» **What is being asked**:
Which lines in the rows below contain the word "island"? Collect each such line.

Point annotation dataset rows
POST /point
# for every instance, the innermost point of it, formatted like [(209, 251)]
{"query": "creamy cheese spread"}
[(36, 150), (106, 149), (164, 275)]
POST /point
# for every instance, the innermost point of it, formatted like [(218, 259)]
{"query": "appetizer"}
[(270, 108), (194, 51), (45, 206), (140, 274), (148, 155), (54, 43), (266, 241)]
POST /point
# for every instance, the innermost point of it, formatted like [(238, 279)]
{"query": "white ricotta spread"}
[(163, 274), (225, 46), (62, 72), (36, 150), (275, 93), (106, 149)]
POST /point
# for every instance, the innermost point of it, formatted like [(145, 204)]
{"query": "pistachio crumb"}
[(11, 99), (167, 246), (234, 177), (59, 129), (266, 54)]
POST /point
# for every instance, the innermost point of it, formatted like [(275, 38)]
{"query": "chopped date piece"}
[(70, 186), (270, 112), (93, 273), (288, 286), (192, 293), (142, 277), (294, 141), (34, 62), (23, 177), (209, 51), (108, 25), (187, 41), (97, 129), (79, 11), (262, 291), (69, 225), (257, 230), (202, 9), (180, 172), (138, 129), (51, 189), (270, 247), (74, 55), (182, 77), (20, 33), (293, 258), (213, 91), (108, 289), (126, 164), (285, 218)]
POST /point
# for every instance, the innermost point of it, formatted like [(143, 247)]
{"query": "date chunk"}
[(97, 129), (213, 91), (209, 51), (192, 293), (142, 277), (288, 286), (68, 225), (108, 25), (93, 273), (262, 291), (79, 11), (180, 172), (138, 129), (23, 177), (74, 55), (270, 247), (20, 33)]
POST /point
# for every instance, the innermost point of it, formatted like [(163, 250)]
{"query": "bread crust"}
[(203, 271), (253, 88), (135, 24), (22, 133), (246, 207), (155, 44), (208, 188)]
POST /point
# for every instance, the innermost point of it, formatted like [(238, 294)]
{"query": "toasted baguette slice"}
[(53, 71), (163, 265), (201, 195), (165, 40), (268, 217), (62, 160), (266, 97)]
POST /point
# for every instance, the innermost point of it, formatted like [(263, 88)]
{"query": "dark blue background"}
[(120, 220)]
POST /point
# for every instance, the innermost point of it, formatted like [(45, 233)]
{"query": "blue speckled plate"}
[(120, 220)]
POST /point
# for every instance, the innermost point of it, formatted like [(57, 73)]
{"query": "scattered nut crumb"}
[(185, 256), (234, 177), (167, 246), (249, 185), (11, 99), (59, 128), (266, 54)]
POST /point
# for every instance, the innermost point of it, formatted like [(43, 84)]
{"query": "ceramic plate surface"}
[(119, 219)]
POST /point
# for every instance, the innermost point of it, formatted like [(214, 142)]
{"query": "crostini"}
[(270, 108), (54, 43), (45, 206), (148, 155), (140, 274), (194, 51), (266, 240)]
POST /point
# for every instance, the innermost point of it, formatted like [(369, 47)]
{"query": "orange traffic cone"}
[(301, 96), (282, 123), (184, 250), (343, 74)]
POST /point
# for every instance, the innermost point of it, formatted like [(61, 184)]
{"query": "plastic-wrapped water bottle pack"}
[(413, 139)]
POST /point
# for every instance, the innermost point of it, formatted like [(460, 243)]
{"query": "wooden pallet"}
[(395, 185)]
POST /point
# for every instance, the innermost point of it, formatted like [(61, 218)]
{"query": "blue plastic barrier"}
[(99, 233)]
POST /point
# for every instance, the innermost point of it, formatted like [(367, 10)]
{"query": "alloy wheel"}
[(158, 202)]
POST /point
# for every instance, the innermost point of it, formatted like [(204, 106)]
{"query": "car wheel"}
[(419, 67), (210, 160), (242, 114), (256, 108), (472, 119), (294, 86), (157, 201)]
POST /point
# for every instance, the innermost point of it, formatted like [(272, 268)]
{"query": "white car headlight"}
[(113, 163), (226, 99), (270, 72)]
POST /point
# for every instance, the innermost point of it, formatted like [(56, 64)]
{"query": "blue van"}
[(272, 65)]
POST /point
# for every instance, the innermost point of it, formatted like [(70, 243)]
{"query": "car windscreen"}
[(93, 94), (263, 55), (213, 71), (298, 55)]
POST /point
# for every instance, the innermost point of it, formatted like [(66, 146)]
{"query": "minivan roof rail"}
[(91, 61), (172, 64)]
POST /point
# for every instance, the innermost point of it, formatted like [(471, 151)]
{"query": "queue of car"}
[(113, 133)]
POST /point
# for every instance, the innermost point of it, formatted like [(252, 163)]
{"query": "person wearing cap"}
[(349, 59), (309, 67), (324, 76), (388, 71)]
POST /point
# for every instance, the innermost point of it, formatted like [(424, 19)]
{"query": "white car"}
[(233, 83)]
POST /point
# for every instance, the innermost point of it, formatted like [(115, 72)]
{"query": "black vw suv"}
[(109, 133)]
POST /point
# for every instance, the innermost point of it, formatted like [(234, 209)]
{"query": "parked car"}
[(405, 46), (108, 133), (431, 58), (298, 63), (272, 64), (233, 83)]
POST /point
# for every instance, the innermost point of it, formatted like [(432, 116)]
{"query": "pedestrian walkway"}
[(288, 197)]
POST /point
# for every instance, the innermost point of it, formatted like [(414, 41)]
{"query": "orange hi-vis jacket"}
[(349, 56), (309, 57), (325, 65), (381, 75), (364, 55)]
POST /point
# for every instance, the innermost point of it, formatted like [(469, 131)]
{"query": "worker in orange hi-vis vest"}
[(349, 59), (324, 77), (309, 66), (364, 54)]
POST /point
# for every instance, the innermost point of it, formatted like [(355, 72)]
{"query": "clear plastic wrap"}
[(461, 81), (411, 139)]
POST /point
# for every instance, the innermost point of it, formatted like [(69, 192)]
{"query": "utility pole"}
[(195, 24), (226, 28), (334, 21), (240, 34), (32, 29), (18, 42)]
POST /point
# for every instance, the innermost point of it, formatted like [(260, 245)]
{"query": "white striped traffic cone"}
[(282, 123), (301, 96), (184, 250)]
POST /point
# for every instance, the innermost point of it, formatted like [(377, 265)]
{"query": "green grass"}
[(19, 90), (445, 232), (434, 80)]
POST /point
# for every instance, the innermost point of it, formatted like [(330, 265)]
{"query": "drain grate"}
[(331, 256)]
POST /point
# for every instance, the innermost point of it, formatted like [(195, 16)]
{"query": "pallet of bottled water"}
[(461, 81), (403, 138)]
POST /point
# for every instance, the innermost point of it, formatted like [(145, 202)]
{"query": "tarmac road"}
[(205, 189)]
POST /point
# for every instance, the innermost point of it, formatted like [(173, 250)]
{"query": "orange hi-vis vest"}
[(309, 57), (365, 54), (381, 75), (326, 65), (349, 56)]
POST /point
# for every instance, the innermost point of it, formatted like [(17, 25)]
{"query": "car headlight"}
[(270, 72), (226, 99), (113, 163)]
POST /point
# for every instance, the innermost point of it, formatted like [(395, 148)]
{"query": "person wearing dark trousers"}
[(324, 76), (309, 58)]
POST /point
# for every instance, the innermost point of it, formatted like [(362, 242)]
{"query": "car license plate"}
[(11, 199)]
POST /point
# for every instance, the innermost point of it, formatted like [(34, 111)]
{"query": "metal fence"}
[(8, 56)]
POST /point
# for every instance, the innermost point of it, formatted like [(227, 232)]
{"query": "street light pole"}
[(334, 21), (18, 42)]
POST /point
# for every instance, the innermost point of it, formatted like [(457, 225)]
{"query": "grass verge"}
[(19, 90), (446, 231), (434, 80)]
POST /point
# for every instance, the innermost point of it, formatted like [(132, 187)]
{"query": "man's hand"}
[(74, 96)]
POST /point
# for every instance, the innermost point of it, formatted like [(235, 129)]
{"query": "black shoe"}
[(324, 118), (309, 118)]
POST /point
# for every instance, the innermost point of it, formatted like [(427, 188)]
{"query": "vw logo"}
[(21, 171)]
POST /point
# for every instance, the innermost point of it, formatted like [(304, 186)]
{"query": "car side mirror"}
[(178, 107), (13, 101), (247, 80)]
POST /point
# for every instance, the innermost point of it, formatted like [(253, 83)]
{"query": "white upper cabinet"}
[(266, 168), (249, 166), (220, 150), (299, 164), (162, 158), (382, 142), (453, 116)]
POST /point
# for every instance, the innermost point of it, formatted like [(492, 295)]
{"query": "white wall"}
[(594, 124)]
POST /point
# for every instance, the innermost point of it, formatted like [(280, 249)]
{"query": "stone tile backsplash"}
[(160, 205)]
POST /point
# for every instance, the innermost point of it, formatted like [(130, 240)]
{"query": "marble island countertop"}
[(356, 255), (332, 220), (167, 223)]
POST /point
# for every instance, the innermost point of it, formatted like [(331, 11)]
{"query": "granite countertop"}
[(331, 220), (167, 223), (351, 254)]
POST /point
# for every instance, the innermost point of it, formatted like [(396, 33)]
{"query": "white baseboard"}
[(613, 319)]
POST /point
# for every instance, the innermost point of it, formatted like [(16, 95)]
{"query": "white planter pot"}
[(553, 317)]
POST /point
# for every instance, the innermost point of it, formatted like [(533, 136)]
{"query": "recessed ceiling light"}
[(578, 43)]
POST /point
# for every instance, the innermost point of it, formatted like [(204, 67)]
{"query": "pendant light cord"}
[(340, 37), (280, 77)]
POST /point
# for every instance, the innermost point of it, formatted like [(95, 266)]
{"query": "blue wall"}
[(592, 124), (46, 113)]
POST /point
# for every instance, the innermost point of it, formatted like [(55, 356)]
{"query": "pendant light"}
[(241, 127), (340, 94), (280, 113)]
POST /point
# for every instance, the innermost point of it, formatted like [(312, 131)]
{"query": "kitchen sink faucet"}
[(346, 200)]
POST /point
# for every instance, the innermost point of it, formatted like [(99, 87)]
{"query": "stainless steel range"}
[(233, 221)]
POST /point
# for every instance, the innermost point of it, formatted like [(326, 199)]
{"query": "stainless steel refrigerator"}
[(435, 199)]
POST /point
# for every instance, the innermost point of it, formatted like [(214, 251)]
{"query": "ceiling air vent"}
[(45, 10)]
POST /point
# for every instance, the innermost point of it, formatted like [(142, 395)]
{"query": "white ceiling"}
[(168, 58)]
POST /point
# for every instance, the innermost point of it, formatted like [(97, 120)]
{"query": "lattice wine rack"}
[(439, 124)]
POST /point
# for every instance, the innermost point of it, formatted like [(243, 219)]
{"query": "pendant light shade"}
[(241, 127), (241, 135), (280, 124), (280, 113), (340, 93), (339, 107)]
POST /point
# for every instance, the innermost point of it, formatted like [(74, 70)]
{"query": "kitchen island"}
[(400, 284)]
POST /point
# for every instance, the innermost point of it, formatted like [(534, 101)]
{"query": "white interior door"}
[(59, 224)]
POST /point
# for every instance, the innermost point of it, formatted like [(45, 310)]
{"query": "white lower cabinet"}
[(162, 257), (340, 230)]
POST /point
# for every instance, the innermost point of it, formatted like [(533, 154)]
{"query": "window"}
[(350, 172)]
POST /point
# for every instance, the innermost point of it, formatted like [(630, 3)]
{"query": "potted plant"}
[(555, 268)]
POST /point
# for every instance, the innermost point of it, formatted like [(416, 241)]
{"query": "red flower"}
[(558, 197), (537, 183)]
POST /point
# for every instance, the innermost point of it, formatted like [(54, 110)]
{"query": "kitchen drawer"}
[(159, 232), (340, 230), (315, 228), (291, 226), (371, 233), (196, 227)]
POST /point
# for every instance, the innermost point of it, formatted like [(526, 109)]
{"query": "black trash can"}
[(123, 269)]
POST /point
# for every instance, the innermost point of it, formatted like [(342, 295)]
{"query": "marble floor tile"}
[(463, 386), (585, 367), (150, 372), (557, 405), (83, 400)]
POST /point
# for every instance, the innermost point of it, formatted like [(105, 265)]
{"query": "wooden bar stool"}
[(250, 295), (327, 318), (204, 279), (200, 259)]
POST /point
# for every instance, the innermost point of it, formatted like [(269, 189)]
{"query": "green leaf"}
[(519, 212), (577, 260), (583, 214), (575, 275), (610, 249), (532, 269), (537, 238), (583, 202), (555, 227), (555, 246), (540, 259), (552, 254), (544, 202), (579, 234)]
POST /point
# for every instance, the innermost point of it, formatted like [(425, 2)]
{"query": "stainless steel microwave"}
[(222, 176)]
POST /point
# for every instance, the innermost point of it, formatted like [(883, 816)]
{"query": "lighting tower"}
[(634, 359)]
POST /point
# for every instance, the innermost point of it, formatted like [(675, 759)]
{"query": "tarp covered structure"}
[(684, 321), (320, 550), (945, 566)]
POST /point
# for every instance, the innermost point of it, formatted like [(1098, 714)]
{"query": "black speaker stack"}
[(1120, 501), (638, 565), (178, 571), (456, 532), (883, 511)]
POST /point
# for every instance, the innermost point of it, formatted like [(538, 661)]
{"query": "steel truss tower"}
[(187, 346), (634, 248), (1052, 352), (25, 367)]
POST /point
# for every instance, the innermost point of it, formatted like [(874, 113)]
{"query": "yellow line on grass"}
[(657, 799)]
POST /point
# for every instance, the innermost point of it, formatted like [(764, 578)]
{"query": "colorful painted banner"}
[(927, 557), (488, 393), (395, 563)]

» **Output of the exercise**:
{"query": "marble island countertop"}
{"query": "kitchen island"}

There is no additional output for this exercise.